The data ::
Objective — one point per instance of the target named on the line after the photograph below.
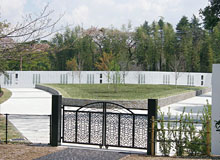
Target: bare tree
(19, 38)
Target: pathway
(32, 107)
(194, 104)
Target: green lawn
(124, 92)
(6, 95)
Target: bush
(181, 135)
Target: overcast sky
(104, 13)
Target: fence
(20, 128)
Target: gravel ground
(83, 154)
(29, 152)
(25, 152)
(141, 157)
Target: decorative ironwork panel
(112, 121)
(69, 119)
(96, 128)
(141, 128)
(126, 130)
(83, 127)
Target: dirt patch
(25, 152)
(142, 157)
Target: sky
(104, 13)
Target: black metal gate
(105, 124)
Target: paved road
(26, 103)
(36, 128)
(194, 104)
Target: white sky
(104, 13)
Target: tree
(184, 42)
(72, 64)
(177, 66)
(215, 39)
(206, 56)
(18, 38)
(211, 14)
(197, 40)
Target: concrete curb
(47, 89)
(180, 97)
(137, 104)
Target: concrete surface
(194, 104)
(28, 110)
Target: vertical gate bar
(76, 126)
(152, 112)
(119, 128)
(89, 127)
(6, 129)
(133, 131)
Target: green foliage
(182, 135)
(150, 47)
(125, 91)
(211, 14)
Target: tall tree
(211, 14)
(184, 41)
(206, 56)
(197, 38)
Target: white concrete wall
(215, 109)
(30, 78)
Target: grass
(125, 91)
(13, 133)
(6, 95)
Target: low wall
(137, 104)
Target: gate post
(152, 114)
(55, 137)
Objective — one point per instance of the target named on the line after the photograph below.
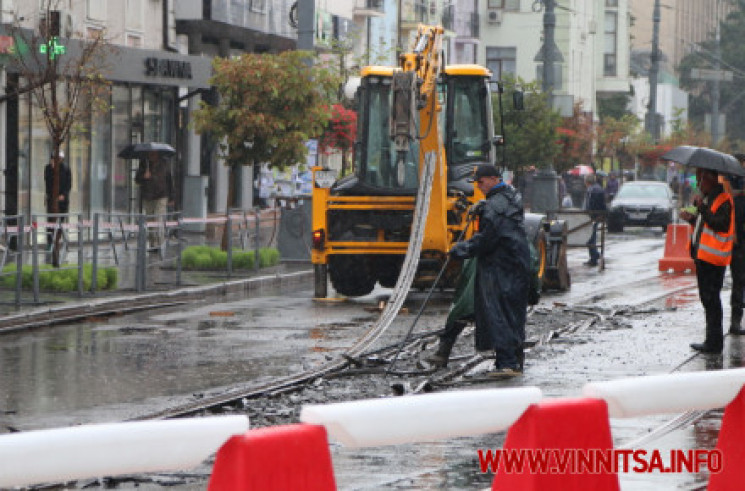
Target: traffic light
(55, 19)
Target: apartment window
(134, 41)
(504, 4)
(558, 75)
(501, 61)
(93, 32)
(96, 10)
(134, 15)
(610, 49)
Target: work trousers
(156, 210)
(710, 279)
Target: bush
(268, 257)
(205, 257)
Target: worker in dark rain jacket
(711, 249)
(502, 277)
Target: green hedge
(206, 257)
(60, 280)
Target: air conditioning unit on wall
(60, 19)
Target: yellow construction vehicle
(407, 115)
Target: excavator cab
(379, 169)
(469, 127)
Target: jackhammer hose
(426, 299)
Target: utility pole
(715, 84)
(306, 15)
(651, 123)
(549, 27)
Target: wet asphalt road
(117, 368)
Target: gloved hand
(477, 208)
(459, 251)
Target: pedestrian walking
(611, 187)
(595, 205)
(57, 186)
(737, 266)
(711, 249)
(156, 190)
(502, 276)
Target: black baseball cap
(485, 170)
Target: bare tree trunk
(231, 197)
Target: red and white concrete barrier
(669, 393)
(423, 417)
(89, 451)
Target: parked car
(641, 203)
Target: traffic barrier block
(420, 418)
(575, 425)
(677, 257)
(731, 444)
(278, 457)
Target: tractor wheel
(558, 278)
(351, 275)
(387, 269)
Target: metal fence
(110, 240)
(579, 228)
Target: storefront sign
(158, 67)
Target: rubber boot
(442, 355)
(735, 326)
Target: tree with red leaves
(340, 134)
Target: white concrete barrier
(670, 393)
(90, 451)
(418, 418)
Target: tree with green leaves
(269, 105)
(612, 136)
(65, 75)
(530, 134)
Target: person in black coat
(502, 272)
(594, 202)
(62, 202)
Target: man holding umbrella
(156, 191)
(711, 249)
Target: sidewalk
(58, 308)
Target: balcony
(369, 8)
(448, 17)
(414, 13)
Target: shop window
(513, 5)
(96, 10)
(134, 15)
(134, 41)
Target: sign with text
(707, 74)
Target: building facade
(591, 36)
(148, 78)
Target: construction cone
(677, 257)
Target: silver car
(642, 204)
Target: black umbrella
(705, 158)
(140, 150)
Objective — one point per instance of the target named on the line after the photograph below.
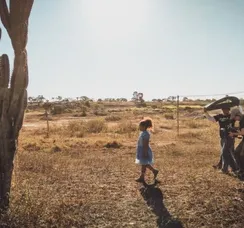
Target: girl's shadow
(154, 199)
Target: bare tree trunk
(13, 94)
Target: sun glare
(115, 19)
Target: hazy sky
(110, 48)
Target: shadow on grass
(154, 199)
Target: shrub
(169, 116)
(96, 126)
(127, 127)
(113, 118)
(76, 129)
(57, 109)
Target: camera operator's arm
(210, 118)
(238, 133)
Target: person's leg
(219, 165)
(237, 155)
(225, 157)
(143, 171)
(155, 171)
(241, 156)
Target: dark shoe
(216, 166)
(224, 171)
(155, 172)
(140, 180)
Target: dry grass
(72, 181)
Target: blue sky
(111, 48)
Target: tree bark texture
(13, 93)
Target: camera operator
(227, 155)
(223, 120)
(237, 115)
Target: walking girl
(144, 154)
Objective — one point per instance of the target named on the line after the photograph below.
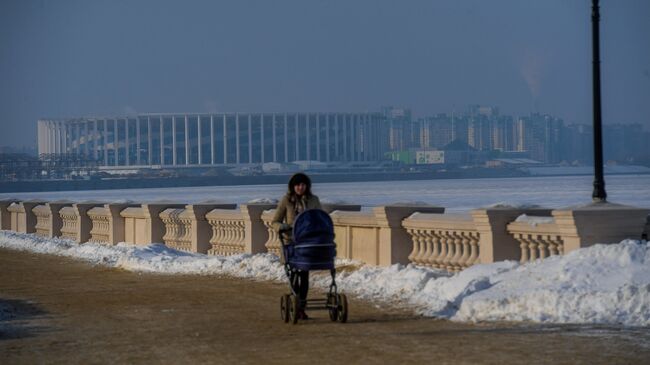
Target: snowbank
(604, 284)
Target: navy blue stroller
(312, 248)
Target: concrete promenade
(57, 310)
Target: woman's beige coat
(286, 211)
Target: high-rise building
(539, 135)
(402, 132)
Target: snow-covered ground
(603, 284)
(455, 195)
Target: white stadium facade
(196, 140)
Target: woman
(298, 199)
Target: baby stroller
(312, 248)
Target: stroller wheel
(293, 309)
(342, 309)
(284, 308)
(332, 307)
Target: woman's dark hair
(297, 179)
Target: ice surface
(455, 195)
(602, 284)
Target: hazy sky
(67, 58)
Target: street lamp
(599, 194)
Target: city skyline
(87, 58)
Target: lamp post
(599, 194)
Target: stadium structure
(170, 140)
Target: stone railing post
(200, 230)
(116, 222)
(84, 224)
(23, 219)
(108, 224)
(154, 228)
(54, 223)
(394, 242)
(495, 242)
(5, 215)
(142, 225)
(599, 223)
(256, 232)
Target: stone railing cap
(62, 201)
(594, 206)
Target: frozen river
(455, 195)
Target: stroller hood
(313, 226)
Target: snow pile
(604, 284)
(155, 258)
(533, 220)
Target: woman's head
(300, 185)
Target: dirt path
(56, 310)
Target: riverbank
(57, 310)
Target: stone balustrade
(228, 232)
(5, 215)
(76, 222)
(143, 225)
(383, 235)
(443, 241)
(537, 240)
(43, 220)
(187, 229)
(376, 237)
(107, 223)
(23, 219)
(48, 220)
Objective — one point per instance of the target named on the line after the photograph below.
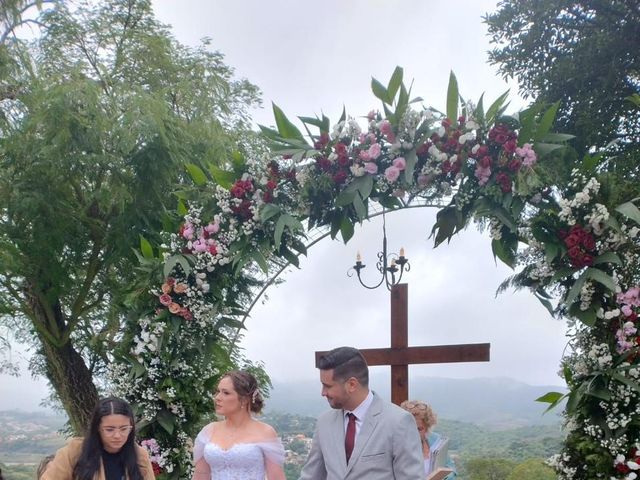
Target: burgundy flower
(504, 181)
(571, 240)
(510, 146)
(575, 253)
(340, 177)
(589, 242)
(237, 191)
(485, 162)
(340, 148)
(422, 149)
(587, 260)
(324, 163)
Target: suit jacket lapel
(338, 433)
(369, 424)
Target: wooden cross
(401, 355)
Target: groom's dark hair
(346, 362)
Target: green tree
(586, 54)
(104, 111)
(489, 468)
(532, 469)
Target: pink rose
(371, 168)
(165, 299)
(392, 173)
(180, 287)
(374, 151)
(400, 163)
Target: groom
(363, 437)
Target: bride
(238, 447)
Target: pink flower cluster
(199, 240)
(626, 335)
(170, 289)
(152, 447)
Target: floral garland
(576, 242)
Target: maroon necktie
(350, 437)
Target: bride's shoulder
(208, 429)
(265, 430)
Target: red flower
(572, 240)
(510, 146)
(237, 191)
(589, 242)
(340, 148)
(504, 181)
(422, 149)
(324, 163)
(485, 162)
(340, 177)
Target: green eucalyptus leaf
(360, 207)
(630, 211)
(394, 83)
(268, 211)
(257, 255)
(379, 91)
(286, 129)
(196, 174)
(146, 248)
(346, 229)
(601, 277)
(546, 122)
(452, 99)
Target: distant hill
(496, 403)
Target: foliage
(99, 116)
(571, 233)
(586, 55)
(533, 469)
(489, 468)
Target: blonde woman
(432, 442)
(238, 446)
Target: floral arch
(567, 227)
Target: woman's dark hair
(89, 462)
(246, 386)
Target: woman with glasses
(238, 446)
(107, 452)
(434, 445)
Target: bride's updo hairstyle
(246, 386)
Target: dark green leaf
(379, 91)
(146, 248)
(394, 83)
(346, 229)
(452, 99)
(285, 127)
(196, 174)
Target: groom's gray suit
(387, 447)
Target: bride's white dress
(242, 461)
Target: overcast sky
(316, 57)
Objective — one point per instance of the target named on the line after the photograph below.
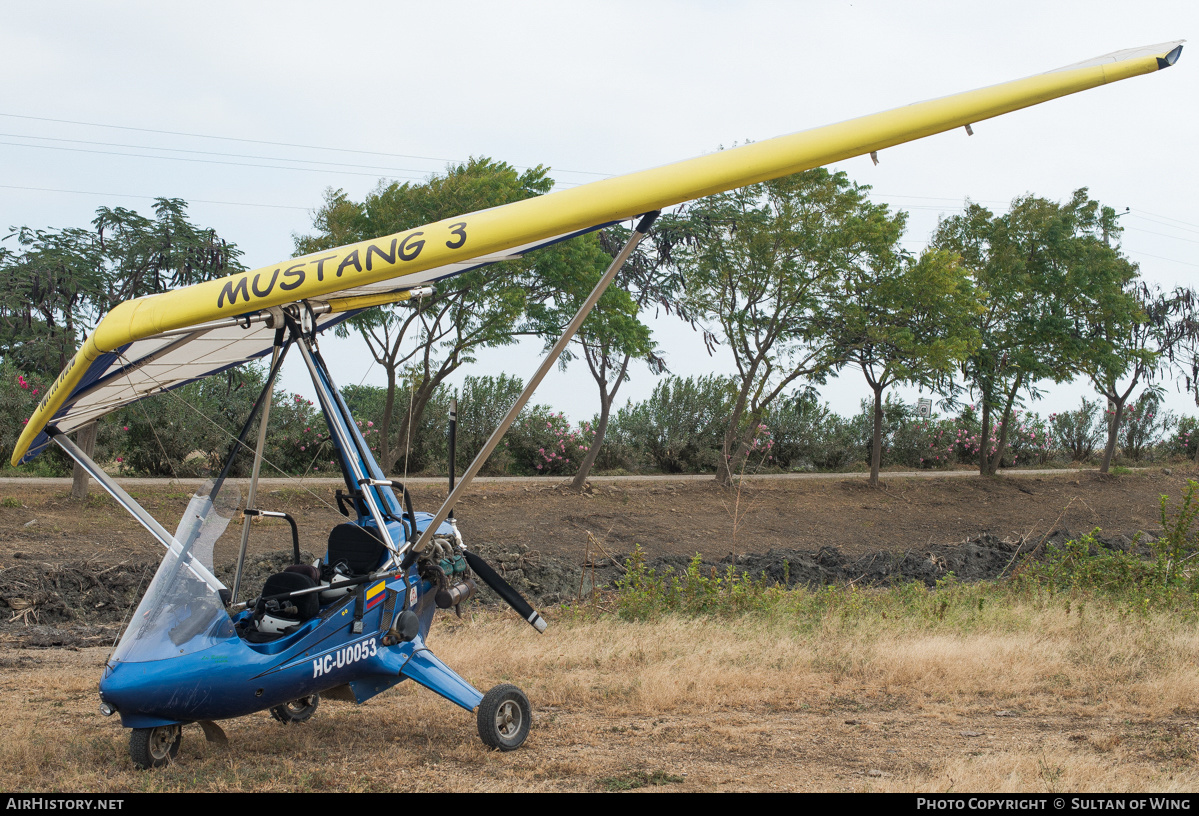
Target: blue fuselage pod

Work to complete :: Could you transcribe exactly the lines running from the one with "Target: green tree" to the final line of the material above, both included, with no pictures?

Solution for this task ::
Target: green tree
(586, 54)
(104, 111)
(489, 468)
(532, 469)
Target: pink rose
(371, 168)
(165, 299)
(392, 173)
(180, 287)
(374, 151)
(400, 163)
Target: groom
(363, 437)
Target: bride
(238, 447)
Target: pink flower cluster
(199, 240)
(626, 335)
(170, 289)
(152, 447)
Target: floral garland
(576, 242)
Target: maroon necktie
(350, 437)
Target: bride's shoulder
(208, 429)
(265, 430)
Target: red flower
(572, 240)
(510, 146)
(237, 191)
(589, 242)
(340, 148)
(504, 181)
(422, 149)
(324, 163)
(485, 162)
(340, 177)
Target: green eucalyptus leaf
(360, 207)
(630, 211)
(394, 83)
(268, 211)
(257, 255)
(379, 91)
(286, 129)
(196, 174)
(146, 248)
(346, 229)
(601, 277)
(546, 122)
(452, 99)
Target: distant hill
(496, 403)
Target: foliage
(99, 116)
(571, 233)
(586, 55)
(533, 469)
(489, 468)
Target: blonde woman
(432, 442)
(238, 446)
Target: floral arch
(567, 227)
Target: woman's dark hair
(89, 462)
(246, 386)
Target: woman with glasses
(238, 446)
(107, 452)
(434, 445)
Target: bride's updo hairstyle
(246, 386)
Target: dark green leaf
(379, 91)
(146, 248)
(394, 83)
(346, 229)
(452, 99)
(285, 127)
(196, 174)
Target: groom's gray suit
(387, 447)
Target: bride's white dress
(242, 461)
Target: overcast sky
(316, 57)
Objective — one point per instance of the target named on the line after the photograph below.
Target: blue fuselage pod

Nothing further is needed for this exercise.